Records to use >>
================
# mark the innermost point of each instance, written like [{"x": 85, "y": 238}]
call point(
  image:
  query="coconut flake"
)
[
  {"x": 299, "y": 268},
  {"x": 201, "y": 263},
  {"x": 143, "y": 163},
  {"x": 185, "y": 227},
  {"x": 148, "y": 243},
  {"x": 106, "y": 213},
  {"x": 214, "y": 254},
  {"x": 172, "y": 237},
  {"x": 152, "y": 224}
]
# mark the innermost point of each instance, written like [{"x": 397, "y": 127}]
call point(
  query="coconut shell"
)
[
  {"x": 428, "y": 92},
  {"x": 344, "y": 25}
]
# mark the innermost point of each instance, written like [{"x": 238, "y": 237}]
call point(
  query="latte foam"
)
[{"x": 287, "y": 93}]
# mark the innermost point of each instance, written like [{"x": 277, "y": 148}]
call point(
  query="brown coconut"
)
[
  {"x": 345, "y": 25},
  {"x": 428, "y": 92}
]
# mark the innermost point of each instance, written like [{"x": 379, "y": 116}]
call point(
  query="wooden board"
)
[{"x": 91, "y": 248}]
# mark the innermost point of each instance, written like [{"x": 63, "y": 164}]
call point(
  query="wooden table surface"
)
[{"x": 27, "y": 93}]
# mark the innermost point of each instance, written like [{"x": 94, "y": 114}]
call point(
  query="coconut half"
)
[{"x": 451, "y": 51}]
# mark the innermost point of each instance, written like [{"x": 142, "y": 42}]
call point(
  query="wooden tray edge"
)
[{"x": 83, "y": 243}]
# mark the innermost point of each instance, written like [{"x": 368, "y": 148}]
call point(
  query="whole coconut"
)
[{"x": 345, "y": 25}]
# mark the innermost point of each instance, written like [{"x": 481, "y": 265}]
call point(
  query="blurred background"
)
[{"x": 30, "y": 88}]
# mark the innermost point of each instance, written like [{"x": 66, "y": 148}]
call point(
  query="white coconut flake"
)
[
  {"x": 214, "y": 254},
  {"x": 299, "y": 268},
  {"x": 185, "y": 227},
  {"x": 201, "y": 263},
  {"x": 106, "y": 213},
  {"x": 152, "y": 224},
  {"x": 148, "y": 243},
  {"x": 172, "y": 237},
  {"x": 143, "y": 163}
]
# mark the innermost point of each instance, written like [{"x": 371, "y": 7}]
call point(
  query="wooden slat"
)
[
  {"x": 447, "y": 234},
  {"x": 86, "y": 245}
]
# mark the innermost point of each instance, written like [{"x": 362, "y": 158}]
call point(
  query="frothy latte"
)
================
Reproduce the material verbatim, line by line.

Output for this task >>
# mark the innermost point of each instance, written like [{"x": 85, "y": 238}]
call point(
  image:
  query="coconut flake"
)
[
  {"x": 299, "y": 268},
  {"x": 201, "y": 263},
  {"x": 143, "y": 163},
  {"x": 185, "y": 227},
  {"x": 148, "y": 243},
  {"x": 106, "y": 213},
  {"x": 214, "y": 254},
  {"x": 172, "y": 237},
  {"x": 152, "y": 224}
]
# mark the innermost point of each instance, written like [{"x": 397, "y": 127}]
call point(
  query="coconut shell"
)
[
  {"x": 428, "y": 92},
  {"x": 344, "y": 25}
]
# mark the innermost point of each instance, written like [{"x": 238, "y": 237}]
call point(
  query="latte foam"
)
[{"x": 287, "y": 93}]
# mark the innermost point of each instance, written like [{"x": 277, "y": 148}]
call point(
  query="brown coconut"
)
[
  {"x": 345, "y": 25},
  {"x": 428, "y": 92}
]
# mark the innermost point of each instance, written like [{"x": 379, "y": 116}]
call point(
  query="wooden board"
)
[{"x": 91, "y": 248}]
# mark the innermost point of each instance, written like [{"x": 63, "y": 164}]
call point(
  query="wooden table surface"
)
[{"x": 27, "y": 93}]
# mark the innermost point of each instance, written like [{"x": 94, "y": 114}]
call point(
  query="coconut half"
)
[{"x": 451, "y": 51}]
# mark the innermost point of each instance, written like [{"x": 142, "y": 42}]
call point(
  query="wooden tray edge"
)
[{"x": 83, "y": 243}]
# mark the innermost point of each instance, written like [{"x": 368, "y": 148}]
call point(
  query="whole coconut"
)
[{"x": 345, "y": 25}]
# mark the innermost point of each instance, written like [{"x": 481, "y": 265}]
call point(
  query="blurred background"
)
[{"x": 30, "y": 88}]
# mark the innermost point of each instance, written like [{"x": 66, "y": 148}]
call point(
  query="white coconut flake"
)
[
  {"x": 214, "y": 254},
  {"x": 299, "y": 268},
  {"x": 185, "y": 227},
  {"x": 201, "y": 263},
  {"x": 106, "y": 213},
  {"x": 152, "y": 224},
  {"x": 148, "y": 243},
  {"x": 172, "y": 237},
  {"x": 143, "y": 163}
]
# mark the innermost point of each instance, written like [{"x": 371, "y": 7}]
call point(
  query="wooden slat"
)
[
  {"x": 447, "y": 234},
  {"x": 86, "y": 245}
]
# mark the innermost point of each instance, written like [{"x": 362, "y": 158}]
call point(
  query="frothy latte"
)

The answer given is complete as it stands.